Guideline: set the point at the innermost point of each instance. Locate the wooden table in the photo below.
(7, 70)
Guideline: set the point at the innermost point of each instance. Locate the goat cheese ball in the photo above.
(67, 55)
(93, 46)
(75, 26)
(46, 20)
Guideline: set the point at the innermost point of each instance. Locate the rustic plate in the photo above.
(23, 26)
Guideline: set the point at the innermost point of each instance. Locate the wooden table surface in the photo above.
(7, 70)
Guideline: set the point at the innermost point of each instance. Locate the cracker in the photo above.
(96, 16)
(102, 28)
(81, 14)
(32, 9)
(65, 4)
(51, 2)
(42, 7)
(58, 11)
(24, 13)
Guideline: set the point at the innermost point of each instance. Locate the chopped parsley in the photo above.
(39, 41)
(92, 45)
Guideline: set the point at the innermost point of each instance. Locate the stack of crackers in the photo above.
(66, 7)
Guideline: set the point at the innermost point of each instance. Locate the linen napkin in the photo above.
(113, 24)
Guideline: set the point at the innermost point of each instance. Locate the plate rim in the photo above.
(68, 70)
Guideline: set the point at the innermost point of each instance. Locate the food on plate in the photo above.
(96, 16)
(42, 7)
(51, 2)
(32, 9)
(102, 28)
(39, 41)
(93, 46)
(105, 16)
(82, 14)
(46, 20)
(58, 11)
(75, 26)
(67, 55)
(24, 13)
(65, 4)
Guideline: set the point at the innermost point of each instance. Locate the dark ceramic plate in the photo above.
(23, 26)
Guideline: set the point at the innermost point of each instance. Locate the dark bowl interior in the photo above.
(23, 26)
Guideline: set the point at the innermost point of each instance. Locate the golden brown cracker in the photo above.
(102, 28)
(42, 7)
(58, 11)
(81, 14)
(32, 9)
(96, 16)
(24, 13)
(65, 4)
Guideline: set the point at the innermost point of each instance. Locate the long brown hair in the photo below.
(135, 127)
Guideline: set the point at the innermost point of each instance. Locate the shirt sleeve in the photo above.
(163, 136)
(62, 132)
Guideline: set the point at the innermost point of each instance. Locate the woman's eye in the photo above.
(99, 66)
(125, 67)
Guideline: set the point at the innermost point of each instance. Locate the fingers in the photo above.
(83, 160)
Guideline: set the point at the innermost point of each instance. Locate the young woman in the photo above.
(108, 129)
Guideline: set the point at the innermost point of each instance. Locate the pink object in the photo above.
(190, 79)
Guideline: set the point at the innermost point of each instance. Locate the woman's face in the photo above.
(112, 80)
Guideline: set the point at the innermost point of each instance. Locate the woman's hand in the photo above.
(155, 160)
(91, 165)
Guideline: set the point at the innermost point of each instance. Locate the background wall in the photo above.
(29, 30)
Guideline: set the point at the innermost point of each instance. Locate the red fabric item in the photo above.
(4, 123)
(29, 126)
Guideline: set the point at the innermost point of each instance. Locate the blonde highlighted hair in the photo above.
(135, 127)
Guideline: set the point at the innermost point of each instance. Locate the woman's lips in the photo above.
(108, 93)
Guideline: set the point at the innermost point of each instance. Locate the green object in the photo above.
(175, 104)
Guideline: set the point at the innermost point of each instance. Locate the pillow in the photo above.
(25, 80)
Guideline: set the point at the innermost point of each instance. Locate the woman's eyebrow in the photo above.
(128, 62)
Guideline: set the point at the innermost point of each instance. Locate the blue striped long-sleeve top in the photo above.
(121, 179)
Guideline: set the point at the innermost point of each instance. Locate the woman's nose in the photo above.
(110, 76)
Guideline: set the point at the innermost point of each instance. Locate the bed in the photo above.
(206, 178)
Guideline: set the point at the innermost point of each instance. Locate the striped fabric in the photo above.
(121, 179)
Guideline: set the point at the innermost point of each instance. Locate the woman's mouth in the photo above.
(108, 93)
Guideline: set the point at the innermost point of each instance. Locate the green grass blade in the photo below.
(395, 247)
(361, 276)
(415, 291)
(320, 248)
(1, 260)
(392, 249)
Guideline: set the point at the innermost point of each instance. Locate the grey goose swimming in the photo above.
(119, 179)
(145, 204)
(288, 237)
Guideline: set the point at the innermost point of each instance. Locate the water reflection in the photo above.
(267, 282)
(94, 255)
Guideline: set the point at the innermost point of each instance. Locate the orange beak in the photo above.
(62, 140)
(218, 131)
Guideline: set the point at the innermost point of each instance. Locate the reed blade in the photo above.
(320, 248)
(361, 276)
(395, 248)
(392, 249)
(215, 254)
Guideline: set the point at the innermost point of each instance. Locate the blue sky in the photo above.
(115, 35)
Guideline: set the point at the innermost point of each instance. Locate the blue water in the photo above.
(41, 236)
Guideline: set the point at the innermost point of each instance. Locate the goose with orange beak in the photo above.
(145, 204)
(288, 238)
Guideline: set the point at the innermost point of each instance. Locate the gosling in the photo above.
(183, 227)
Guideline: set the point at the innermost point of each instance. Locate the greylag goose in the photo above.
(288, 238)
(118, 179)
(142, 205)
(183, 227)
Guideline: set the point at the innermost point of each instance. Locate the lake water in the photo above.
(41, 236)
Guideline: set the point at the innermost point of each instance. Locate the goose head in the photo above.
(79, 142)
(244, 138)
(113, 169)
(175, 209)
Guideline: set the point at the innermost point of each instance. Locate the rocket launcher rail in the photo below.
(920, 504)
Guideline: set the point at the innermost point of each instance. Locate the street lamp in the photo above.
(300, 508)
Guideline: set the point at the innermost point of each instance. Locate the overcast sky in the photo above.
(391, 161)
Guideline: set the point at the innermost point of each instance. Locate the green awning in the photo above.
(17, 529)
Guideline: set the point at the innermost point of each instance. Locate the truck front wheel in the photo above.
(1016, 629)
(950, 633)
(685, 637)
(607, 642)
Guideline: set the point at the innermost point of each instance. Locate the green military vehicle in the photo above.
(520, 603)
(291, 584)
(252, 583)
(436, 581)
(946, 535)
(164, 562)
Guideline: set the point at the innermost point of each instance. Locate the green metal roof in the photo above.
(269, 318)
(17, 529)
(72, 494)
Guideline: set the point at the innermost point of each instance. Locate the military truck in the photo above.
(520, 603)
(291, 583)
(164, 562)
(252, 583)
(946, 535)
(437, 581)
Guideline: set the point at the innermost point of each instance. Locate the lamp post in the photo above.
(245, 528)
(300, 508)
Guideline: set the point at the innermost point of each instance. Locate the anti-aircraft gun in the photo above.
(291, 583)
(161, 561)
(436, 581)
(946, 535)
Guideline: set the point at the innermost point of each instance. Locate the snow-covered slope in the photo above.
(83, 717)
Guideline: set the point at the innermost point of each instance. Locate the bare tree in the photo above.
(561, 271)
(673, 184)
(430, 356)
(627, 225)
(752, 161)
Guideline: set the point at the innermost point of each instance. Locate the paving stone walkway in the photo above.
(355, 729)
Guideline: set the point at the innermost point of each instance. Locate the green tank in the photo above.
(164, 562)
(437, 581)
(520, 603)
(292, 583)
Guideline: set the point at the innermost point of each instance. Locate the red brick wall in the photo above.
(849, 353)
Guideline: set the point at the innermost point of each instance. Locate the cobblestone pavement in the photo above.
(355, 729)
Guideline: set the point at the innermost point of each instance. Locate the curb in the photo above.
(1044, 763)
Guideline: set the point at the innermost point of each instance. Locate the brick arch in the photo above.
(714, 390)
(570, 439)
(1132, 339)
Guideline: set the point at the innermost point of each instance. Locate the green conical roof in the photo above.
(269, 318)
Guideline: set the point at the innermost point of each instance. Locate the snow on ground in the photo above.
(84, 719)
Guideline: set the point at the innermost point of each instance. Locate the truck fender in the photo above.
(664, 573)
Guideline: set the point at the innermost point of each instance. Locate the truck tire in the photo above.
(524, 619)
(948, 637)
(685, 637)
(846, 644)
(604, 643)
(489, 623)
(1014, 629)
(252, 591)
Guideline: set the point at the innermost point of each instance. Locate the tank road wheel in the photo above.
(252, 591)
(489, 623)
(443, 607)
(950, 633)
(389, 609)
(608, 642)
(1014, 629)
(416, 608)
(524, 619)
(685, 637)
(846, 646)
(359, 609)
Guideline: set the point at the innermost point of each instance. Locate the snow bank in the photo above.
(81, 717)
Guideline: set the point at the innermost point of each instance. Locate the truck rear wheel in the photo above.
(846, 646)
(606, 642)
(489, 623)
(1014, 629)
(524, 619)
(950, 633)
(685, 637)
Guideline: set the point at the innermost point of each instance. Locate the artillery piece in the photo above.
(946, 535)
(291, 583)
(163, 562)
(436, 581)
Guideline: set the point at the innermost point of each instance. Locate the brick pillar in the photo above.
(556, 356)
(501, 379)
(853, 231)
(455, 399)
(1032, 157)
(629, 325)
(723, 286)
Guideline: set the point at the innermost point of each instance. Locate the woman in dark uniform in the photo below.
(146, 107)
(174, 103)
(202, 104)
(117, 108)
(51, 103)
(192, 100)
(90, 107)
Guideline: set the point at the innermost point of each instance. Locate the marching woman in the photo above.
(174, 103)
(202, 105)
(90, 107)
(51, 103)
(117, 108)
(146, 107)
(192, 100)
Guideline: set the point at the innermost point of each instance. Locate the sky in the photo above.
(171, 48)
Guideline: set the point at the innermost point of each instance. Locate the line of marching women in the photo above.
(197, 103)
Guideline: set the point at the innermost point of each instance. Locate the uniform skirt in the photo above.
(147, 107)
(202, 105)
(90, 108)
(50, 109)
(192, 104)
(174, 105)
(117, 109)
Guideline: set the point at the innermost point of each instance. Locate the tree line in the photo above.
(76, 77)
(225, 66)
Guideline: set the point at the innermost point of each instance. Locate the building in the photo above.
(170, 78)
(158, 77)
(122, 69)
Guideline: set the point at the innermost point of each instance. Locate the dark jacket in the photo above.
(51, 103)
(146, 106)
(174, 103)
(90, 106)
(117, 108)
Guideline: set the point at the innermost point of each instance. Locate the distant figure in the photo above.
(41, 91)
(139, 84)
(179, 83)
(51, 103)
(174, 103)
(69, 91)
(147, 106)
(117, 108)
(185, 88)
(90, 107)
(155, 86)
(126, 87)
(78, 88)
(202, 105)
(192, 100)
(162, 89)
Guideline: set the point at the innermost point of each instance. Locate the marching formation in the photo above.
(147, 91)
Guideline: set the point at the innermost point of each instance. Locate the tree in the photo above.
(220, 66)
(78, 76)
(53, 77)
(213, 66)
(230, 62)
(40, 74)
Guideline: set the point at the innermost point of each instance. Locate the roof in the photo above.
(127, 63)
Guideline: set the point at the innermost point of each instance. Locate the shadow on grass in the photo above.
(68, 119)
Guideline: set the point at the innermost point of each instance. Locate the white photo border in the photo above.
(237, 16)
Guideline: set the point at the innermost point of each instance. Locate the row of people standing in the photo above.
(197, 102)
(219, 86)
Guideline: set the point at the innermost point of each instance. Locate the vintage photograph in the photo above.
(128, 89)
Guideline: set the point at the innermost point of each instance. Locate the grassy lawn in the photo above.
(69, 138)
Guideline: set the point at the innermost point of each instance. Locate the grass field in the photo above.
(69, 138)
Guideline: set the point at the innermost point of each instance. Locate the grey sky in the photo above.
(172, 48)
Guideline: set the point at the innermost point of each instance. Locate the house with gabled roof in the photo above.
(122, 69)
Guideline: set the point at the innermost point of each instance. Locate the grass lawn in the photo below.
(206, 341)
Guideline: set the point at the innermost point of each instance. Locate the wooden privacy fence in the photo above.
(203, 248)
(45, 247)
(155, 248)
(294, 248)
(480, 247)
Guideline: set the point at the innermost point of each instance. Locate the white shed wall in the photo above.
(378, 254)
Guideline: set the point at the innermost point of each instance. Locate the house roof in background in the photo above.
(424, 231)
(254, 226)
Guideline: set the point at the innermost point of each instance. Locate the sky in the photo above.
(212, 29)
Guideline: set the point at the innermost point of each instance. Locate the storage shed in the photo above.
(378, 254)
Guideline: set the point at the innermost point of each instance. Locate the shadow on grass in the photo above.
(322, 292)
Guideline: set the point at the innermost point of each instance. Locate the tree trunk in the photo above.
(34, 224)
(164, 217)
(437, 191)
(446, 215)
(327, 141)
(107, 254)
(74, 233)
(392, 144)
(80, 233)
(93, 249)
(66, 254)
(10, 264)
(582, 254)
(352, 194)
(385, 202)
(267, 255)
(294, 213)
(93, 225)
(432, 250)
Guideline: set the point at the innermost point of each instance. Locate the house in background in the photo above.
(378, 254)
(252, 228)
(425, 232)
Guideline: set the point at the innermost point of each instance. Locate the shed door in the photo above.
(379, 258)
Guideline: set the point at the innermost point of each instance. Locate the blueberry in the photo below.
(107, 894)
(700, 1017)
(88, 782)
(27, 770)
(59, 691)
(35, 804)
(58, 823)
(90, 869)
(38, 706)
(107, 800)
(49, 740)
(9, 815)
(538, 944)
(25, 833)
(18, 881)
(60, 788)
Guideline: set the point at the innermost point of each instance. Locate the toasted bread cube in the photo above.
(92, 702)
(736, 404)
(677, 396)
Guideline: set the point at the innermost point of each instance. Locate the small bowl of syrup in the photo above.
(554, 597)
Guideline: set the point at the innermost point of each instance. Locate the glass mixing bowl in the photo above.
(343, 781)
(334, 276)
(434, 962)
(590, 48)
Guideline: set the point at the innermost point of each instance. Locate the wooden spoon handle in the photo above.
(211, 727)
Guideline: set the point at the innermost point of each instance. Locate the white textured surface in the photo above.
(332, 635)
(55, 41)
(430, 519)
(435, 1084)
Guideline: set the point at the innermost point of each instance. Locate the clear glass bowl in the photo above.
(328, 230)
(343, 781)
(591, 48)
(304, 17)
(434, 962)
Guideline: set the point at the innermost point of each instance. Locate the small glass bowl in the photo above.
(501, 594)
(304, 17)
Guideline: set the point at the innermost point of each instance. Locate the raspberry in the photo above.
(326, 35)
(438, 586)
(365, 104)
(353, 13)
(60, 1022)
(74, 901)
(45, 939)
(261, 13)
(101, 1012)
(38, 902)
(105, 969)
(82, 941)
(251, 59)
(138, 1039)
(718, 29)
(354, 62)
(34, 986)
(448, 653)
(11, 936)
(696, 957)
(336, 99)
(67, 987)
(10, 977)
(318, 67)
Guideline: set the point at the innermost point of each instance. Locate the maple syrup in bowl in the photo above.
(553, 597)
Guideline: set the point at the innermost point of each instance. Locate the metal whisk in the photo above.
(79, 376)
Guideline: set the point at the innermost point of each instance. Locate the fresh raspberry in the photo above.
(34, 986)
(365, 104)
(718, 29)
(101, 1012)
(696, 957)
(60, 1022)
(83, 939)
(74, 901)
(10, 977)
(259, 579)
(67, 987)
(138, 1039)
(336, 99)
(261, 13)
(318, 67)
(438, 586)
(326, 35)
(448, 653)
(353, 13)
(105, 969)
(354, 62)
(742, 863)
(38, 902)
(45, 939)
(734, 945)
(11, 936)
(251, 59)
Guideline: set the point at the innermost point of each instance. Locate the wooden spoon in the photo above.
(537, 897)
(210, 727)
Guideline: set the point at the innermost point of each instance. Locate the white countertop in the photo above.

STATED TASK.
Lines from the one containing "the raspberry in the photo above." through the final line are to be given again verbatim, with nothing before or after.

CORRECT ANSWER.
Guideline: set the point at the innermost point of each instance. Locate the raspberry in the photo above.
(326, 35)
(438, 586)
(365, 104)
(353, 13)
(60, 1022)
(74, 901)
(45, 939)
(261, 13)
(101, 1012)
(38, 902)
(105, 969)
(82, 941)
(251, 59)
(138, 1039)
(718, 29)
(354, 62)
(34, 986)
(448, 653)
(11, 936)
(696, 957)
(336, 99)
(67, 987)
(10, 977)
(318, 67)
Guideline: set the point at the innermost point of each instance. Locate the maple syrup in bowl in the photo above.
(553, 597)
Guideline: set the point at the innermost point of each instance. Locate the metal whisk in the photo above.
(79, 376)
Guideline: set the point at the innermost point of each instance. Locate the fresh raspberry in the photo above.
(34, 986)
(365, 104)
(718, 29)
(101, 1012)
(696, 957)
(60, 1022)
(83, 939)
(74, 901)
(10, 977)
(259, 579)
(67, 987)
(138, 1039)
(336, 99)
(261, 13)
(318, 67)
(438, 586)
(326, 35)
(448, 653)
(353, 13)
(105, 969)
(354, 62)
(742, 863)
(38, 902)
(45, 939)
(734, 945)
(11, 936)
(251, 59)
Guideline: set the point at the innermost point of each instance. Locate the wooden spoon in the photo above.
(537, 897)
(210, 727)
Guideline: set the point at the innermost point of each instance. Locate the white countertop in the photo above.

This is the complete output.